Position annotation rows
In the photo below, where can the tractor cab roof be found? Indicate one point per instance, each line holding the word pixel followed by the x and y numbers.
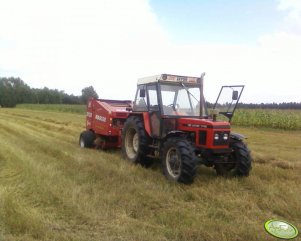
pixel 169 78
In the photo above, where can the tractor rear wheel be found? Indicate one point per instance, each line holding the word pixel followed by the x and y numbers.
pixel 179 160
pixel 135 142
pixel 86 139
pixel 241 158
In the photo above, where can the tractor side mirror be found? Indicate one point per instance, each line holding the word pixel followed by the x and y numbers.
pixel 234 95
pixel 142 93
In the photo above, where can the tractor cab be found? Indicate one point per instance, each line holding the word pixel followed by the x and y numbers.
pixel 171 95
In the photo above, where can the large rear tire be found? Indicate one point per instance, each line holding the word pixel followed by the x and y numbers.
pixel 241 157
pixel 86 139
pixel 135 142
pixel 179 160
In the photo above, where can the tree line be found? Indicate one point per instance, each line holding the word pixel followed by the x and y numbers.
pixel 15 91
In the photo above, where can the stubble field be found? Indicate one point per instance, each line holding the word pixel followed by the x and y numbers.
pixel 50 189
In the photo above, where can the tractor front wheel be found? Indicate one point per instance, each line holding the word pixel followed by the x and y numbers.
pixel 179 160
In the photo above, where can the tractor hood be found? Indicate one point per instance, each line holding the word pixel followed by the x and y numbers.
pixel 202 123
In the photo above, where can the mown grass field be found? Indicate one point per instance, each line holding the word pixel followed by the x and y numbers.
pixel 50 189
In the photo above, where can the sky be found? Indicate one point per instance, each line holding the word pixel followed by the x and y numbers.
pixel 109 44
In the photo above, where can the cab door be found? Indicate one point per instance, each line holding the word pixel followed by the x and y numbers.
pixel 154 111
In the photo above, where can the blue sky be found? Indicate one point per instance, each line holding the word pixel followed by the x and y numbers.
pixel 109 44
pixel 217 21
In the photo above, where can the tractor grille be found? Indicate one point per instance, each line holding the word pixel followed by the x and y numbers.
pixel 221 141
pixel 202 137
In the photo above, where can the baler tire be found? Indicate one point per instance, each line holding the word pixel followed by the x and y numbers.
pixel 241 156
pixel 135 142
pixel 86 139
pixel 181 151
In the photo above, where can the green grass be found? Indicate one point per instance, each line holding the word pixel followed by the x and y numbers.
pixel 50 189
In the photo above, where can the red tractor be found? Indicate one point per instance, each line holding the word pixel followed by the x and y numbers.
pixel 169 119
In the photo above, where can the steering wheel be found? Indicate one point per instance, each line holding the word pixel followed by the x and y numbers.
pixel 172 106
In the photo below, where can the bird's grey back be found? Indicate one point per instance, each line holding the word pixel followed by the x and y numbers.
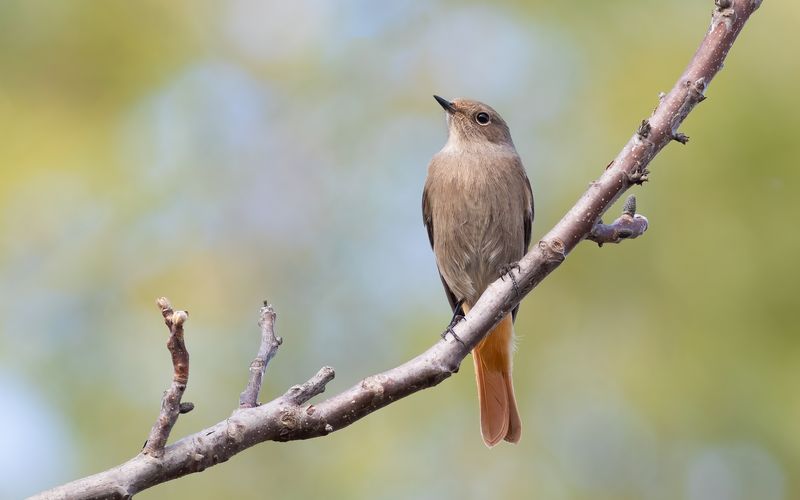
pixel 476 204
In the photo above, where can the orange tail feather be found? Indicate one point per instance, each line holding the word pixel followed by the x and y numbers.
pixel 492 357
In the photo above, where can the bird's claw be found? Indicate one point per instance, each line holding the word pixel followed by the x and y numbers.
pixel 456 319
pixel 507 270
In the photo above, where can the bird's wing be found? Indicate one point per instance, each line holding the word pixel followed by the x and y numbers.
pixel 427 219
pixel 527 220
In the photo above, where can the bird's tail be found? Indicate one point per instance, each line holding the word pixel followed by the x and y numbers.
pixel 492 357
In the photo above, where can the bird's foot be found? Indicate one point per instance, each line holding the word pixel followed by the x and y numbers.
pixel 456 319
pixel 507 270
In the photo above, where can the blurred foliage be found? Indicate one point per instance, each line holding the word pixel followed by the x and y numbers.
pixel 219 153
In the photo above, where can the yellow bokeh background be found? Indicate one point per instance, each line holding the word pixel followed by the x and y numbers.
pixel 221 153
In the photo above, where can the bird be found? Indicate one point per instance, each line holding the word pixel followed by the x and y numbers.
pixel 477 207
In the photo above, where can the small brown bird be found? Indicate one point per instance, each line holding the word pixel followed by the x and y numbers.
pixel 478 209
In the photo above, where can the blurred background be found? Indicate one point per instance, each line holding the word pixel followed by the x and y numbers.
pixel 221 153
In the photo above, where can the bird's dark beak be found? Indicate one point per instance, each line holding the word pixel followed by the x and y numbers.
pixel 447 105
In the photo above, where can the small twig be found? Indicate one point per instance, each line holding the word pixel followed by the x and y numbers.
pixel 628 226
pixel 171 405
pixel 299 394
pixel 269 346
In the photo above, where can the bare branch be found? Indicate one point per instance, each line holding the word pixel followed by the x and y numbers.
pixel 171 405
pixel 269 347
pixel 627 226
pixel 289 418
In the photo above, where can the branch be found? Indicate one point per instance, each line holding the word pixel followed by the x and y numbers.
pixel 289 417
pixel 629 225
pixel 269 346
pixel 171 405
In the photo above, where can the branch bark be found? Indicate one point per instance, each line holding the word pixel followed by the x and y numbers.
pixel 269 346
pixel 289 417
pixel 171 405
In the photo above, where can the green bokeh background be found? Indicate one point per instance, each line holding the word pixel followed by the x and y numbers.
pixel 220 153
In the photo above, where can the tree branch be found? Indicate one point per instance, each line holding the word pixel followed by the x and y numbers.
pixel 269 346
pixel 629 225
pixel 288 417
pixel 171 405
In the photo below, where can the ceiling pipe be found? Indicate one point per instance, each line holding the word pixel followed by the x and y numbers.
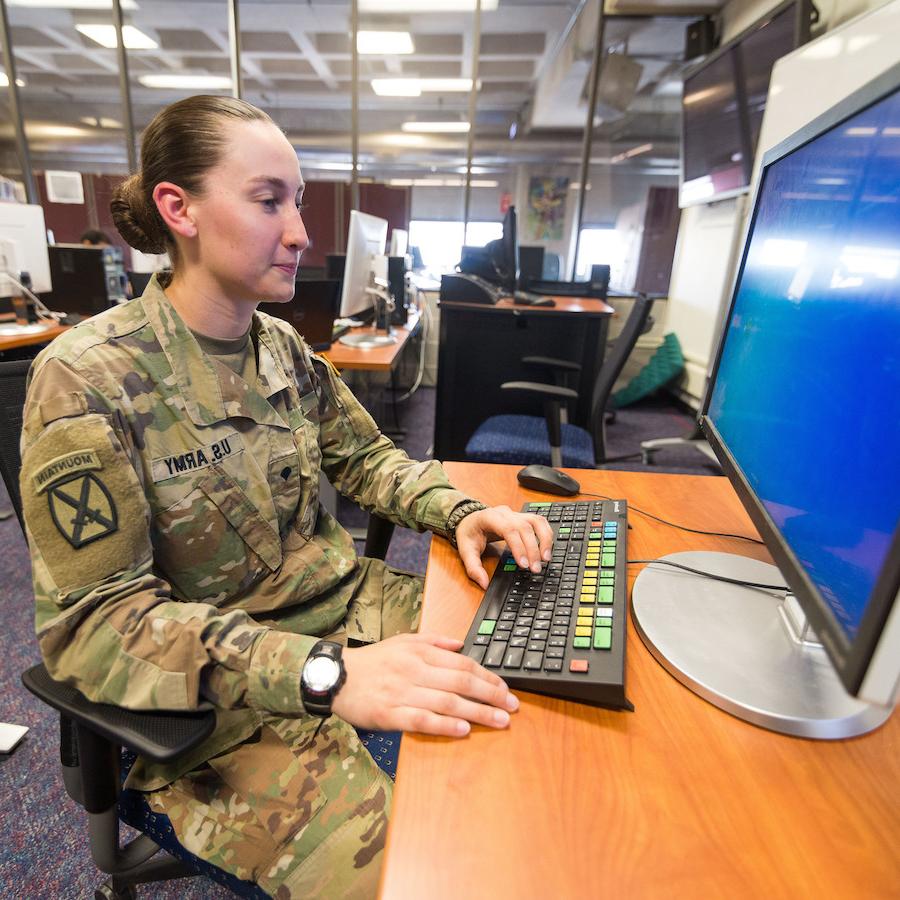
pixel 234 49
pixel 588 134
pixel 125 89
pixel 31 193
pixel 473 100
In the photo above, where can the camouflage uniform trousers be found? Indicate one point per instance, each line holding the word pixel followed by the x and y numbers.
pixel 302 817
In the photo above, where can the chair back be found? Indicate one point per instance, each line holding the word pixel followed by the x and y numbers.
pixel 13 378
pixel 612 367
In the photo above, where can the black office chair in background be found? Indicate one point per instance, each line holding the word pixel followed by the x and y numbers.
pixel 99 742
pixel 523 440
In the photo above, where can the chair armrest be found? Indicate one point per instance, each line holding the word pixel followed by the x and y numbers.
pixel 159 736
pixel 543 390
pixel 551 362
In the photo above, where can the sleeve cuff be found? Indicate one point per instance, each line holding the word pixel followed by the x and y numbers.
pixel 274 676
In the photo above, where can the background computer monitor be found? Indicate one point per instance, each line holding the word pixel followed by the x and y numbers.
pixel 803 411
pixel 23 247
pixel 365 241
pixel 399 242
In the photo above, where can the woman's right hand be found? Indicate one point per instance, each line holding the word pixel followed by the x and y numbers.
pixel 417 682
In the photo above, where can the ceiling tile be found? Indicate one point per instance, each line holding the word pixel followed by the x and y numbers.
pixel 506 68
pixel 285 66
pixel 267 42
pixel 185 39
pixel 32 37
pixel 512 44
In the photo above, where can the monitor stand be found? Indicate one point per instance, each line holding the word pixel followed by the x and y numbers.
pixel 748 651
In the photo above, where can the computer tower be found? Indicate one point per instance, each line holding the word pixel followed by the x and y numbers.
pixel 86 280
pixel 397 268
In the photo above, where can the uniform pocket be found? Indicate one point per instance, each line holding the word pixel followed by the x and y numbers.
pixel 214 543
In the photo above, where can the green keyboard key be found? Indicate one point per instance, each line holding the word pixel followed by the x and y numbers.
pixel 602 638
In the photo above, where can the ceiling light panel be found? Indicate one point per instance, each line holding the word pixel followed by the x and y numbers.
pixel 175 82
pixel 425 5
pixel 105 35
pixel 384 43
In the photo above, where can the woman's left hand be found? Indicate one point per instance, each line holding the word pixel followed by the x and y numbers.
pixel 528 537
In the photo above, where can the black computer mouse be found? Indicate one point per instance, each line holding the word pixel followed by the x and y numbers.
pixel 547 479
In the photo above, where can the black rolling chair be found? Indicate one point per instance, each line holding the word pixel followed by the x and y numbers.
pixel 99 742
pixel 522 440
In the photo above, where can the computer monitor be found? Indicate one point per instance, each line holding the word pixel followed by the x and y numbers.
pixel 399 242
pixel 803 412
pixel 365 243
pixel 23 247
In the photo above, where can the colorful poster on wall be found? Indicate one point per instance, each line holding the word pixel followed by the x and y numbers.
pixel 546 216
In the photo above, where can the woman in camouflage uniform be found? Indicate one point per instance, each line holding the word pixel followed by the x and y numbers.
pixel 171 457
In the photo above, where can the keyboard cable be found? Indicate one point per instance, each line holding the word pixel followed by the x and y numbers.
pixel 740 537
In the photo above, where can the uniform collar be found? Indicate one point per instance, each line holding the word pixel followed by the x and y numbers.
pixel 210 390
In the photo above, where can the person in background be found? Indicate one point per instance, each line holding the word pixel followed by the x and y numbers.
pixel 93 237
pixel 172 449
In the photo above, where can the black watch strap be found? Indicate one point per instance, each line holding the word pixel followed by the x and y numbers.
pixel 318 702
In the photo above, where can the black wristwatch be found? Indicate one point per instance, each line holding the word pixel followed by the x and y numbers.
pixel 322 676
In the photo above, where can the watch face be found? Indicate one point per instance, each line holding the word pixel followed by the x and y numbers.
pixel 321 674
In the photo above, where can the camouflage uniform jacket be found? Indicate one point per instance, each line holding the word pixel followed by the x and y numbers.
pixel 179 551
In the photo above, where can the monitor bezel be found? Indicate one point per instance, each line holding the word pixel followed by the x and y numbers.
pixel 851 657
pixel 804 15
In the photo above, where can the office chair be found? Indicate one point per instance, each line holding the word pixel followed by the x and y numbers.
pixel 521 440
pixel 99 742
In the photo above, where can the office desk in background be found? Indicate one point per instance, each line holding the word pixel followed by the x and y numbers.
pixel 677 799
pixel 481 347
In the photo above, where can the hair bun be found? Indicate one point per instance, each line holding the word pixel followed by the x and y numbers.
pixel 136 217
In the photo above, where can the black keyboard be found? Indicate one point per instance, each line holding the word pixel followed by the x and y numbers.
pixel 562 632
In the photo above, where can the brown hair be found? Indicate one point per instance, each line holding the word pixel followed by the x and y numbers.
pixel 182 143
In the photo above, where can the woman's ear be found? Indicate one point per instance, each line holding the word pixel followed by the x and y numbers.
pixel 172 203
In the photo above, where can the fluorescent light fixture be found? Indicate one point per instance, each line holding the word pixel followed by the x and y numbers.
pixel 100 122
pixel 436 127
pixel 70 4
pixel 415 87
pixel 397 87
pixel 425 5
pixel 175 82
pixel 384 43
pixel 105 35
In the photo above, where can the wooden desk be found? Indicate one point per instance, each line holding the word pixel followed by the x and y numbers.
pixel 17 341
pixel 677 799
pixel 481 346
pixel 373 359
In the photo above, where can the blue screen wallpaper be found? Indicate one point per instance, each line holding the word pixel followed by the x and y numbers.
pixel 807 394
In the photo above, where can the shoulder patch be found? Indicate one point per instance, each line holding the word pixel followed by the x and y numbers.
pixel 83 509
pixel 67 465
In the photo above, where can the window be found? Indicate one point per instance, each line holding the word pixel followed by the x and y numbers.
pixel 600 246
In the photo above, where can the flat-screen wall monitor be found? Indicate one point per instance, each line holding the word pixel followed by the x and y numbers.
pixel 312 310
pixel 399 242
pixel 531 263
pixel 803 411
pixel 23 247
pixel 86 280
pixel 723 102
pixel 504 254
pixel 365 241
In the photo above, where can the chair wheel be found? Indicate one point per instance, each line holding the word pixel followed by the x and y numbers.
pixel 106 891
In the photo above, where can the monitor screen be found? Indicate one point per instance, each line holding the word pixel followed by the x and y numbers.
pixel 723 102
pixel 805 397
pixel 365 241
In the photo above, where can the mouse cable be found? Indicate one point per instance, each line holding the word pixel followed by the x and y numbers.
pixel 666 562
pixel 740 537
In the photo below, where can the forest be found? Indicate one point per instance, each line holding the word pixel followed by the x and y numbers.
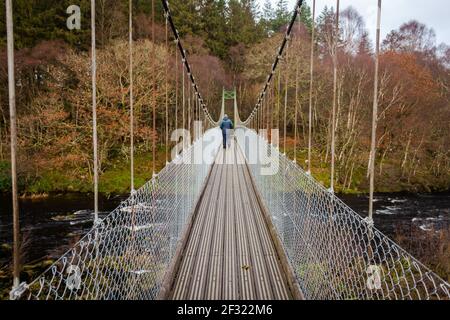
pixel 229 44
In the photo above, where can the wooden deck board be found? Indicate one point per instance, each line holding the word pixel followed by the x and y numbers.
pixel 229 252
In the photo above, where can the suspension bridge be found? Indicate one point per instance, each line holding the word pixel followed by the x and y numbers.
pixel 244 222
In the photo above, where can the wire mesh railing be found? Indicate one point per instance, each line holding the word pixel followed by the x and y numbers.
pixel 334 252
pixel 126 255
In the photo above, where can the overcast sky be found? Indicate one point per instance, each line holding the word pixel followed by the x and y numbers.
pixel 434 13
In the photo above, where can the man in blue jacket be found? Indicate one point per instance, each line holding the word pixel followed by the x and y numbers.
pixel 226 125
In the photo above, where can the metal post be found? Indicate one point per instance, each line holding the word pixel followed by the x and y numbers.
pixel 13 124
pixel 94 109
pixel 374 115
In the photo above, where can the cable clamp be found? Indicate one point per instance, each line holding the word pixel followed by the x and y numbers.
pixel 18 291
pixel 369 222
pixel 97 222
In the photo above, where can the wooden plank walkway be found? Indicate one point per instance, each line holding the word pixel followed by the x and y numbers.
pixel 229 252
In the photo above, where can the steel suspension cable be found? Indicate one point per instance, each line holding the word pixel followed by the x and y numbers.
pixel 373 148
pixel 94 108
pixel 176 93
pixel 297 79
pixel 167 91
pixel 278 57
pixel 13 139
pixel 311 81
pixel 333 115
pixel 130 46
pixel 187 66
pixel 286 94
pixel 155 134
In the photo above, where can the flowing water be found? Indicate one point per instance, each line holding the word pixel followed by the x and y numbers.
pixel 49 226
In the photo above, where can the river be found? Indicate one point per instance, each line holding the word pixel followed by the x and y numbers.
pixel 52 224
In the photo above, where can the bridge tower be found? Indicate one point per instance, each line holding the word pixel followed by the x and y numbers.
pixel 230 95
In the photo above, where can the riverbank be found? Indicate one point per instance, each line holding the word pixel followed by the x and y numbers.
pixel 115 178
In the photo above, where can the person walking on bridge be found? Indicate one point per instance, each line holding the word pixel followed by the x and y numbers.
pixel 226 125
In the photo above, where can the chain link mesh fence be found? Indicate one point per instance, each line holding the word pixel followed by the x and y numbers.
pixel 126 255
pixel 334 252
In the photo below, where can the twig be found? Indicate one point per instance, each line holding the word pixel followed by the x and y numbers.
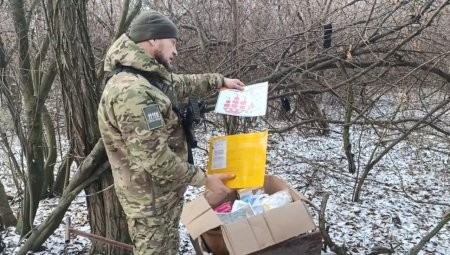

Your task | Rewrite every line from the start of the rows up to and including the line with "pixel 169 78", requests included, and offset each answer coordinate by 29. Leave the pictures out.

Final result |
In the photo below, where can the tractor cab roof be found? Indicate one point per instance, each line holding the word pixel followed by the x and y numbers.
pixel 198 107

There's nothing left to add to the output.